### PROBLEMS TO WORK ON
a) Decide whether each statement below agrees with the Aurora migration article that follows. For each, answer yes or no and quote the article's deciding words. (i) Lab mode should not be turned on in production. (ii) One parameter group should be shared by all clusters. (iii) Keeping parameter groups in sync calls for complicated tools.
b) In the Aurora migration article below, which tool is given as an example for checking differences between the runtime config on each cluster?

Nov
19
2018
--

Migrating to Amazon Aurora: Design for Flexibility

Migrating to Amazon Aurora

Migrating to Amazon AuroraIn this Checklist for Success series, we will discuss reducing unknowns when hosting in the cloud using and migrating to Amazon Aurora. These tips might also apply to other database as a service (DBaaS) offerings.

Previous blogs in the migrating to Amazon Aurora series:

The whole premise of a database as a service offering is that you do not need to worry about the operating the service, you just need to use it. But all DBaaS offerings have limitations as well as strengths. You should not get too comfortable with all the niceties of such services. You need to remain flexible and ultimately design to prevent database failure.

Have a Grasp of Your Cluster Behavior

Disable lab mode. You should not depend on this setting to take advantage of new features. It can break and leave you in a bad position. If you rely on this feature, and designed your application around it, you might find yourself working around the same problem if, for example, you are running the same queries on a non-Aurora deployment. This is not to say that you shouldn’t take advantage of all Aurora features. Lab mode, however, is “lab mode” and should not be enabled on a production environment.

Separate parameter group per cluster to keep your configuration changes isolated. In some cases, you might have a group of clusters that operate the same workload, But this should be rare, and also prohibits you from making rolling changes against each cluster.

Some might point out that syncing the parameter groups in this situation might be difficult. It really isn’t, and you don’t need any complicated tools to do it. For example, you can use

pt-config-diff

 to regularly inspect the differences between the runtime config on each cluster and identify or resolve differences.

### RAW DATA
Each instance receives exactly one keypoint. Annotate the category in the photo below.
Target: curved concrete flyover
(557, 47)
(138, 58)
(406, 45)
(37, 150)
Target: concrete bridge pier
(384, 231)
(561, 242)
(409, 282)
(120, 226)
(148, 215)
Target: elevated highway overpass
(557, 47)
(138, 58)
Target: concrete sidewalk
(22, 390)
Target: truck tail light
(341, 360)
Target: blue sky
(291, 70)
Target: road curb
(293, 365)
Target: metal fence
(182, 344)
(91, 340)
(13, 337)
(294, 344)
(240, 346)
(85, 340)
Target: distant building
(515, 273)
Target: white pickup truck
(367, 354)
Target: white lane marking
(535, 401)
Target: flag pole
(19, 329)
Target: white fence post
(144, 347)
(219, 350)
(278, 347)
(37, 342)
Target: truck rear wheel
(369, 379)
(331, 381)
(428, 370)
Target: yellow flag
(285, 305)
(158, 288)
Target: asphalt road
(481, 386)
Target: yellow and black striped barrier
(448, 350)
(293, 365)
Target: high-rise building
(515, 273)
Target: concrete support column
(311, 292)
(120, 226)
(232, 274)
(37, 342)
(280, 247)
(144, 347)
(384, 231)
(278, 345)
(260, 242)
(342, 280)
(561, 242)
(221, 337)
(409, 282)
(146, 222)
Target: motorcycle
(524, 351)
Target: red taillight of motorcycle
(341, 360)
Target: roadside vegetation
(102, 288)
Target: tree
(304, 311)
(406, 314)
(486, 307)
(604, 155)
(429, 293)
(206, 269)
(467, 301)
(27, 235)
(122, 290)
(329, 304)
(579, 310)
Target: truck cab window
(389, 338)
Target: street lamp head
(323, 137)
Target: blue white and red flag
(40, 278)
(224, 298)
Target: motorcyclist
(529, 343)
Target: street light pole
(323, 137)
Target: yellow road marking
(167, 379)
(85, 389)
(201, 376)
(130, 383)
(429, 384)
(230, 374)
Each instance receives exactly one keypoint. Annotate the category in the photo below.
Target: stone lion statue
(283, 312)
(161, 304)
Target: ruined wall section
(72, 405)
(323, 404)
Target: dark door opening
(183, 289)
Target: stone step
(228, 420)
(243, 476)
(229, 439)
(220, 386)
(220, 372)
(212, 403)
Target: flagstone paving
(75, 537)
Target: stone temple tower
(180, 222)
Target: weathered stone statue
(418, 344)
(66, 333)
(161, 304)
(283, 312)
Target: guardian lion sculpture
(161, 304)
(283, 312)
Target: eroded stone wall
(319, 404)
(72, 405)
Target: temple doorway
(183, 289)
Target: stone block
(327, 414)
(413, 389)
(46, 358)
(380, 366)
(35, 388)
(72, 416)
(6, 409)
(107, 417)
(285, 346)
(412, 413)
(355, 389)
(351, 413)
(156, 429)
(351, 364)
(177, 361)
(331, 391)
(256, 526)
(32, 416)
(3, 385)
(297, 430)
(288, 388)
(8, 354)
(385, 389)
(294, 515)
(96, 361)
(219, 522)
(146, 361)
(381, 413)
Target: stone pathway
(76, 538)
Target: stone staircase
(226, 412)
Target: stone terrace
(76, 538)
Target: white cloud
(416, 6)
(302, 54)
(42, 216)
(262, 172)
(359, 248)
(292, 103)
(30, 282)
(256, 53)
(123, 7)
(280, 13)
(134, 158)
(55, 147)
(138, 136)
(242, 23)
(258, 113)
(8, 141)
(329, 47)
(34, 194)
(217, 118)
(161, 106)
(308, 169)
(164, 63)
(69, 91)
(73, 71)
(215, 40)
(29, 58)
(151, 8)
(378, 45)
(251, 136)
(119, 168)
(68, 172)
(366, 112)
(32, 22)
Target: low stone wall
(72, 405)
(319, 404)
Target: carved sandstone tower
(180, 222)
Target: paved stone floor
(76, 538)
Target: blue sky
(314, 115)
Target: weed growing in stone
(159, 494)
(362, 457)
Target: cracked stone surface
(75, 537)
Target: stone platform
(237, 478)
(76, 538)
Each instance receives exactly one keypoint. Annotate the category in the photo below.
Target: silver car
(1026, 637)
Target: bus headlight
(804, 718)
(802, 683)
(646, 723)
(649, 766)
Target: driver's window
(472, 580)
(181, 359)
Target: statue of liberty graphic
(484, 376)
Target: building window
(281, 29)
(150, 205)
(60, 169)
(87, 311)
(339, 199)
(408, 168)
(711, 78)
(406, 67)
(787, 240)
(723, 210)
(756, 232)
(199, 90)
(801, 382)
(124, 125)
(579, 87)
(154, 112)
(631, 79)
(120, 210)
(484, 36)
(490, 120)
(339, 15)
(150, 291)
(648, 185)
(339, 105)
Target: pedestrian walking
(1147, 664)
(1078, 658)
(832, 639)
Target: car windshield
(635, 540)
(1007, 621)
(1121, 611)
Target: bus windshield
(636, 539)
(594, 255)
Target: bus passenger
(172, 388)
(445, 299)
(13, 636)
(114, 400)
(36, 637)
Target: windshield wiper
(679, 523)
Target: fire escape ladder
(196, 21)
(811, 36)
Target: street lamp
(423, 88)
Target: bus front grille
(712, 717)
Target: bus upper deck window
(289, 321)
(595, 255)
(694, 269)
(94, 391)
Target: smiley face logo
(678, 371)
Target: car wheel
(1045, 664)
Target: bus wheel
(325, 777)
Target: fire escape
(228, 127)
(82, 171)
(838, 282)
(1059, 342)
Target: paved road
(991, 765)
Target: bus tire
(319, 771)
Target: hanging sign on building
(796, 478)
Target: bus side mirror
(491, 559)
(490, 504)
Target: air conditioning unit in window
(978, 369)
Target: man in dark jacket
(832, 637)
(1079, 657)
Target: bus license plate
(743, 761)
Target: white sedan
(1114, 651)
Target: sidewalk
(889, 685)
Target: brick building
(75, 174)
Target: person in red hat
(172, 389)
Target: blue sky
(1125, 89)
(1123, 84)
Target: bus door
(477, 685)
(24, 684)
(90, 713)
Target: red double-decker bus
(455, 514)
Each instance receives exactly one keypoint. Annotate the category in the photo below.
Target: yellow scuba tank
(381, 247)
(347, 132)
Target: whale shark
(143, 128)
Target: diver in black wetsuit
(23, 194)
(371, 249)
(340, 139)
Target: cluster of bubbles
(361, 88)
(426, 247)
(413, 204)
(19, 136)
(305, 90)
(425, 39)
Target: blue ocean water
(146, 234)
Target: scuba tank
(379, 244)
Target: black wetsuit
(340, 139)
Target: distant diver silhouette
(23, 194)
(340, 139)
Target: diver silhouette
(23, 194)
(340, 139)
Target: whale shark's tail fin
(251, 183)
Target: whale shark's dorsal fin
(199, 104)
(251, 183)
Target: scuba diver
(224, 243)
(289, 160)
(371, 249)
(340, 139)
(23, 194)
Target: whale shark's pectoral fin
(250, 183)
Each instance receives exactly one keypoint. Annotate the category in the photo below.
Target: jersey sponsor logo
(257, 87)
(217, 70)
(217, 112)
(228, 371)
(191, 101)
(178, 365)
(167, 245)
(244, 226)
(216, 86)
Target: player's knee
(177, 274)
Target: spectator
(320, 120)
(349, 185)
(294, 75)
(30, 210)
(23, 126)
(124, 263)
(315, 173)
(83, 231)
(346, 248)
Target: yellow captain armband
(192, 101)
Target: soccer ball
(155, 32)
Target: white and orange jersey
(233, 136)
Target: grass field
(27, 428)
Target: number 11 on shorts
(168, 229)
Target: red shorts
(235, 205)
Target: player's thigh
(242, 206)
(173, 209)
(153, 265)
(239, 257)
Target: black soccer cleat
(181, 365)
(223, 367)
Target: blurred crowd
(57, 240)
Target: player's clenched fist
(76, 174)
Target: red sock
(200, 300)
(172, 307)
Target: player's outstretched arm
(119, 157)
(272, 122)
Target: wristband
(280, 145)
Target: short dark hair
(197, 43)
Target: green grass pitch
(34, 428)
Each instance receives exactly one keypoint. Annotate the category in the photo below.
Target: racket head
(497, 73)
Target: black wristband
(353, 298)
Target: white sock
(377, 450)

### PROBLEM SOLUTIONS
a)
(i) Yes: "Lab mode, however, is “lab mode” and should not be enabled on a production environment."
(ii) No: "Separate parameter group per cluster to keep your configuration changes isolated."
(iii) No: "It really isn’t, and you don’t need any complicated tools to do it."

b) pt-config-diff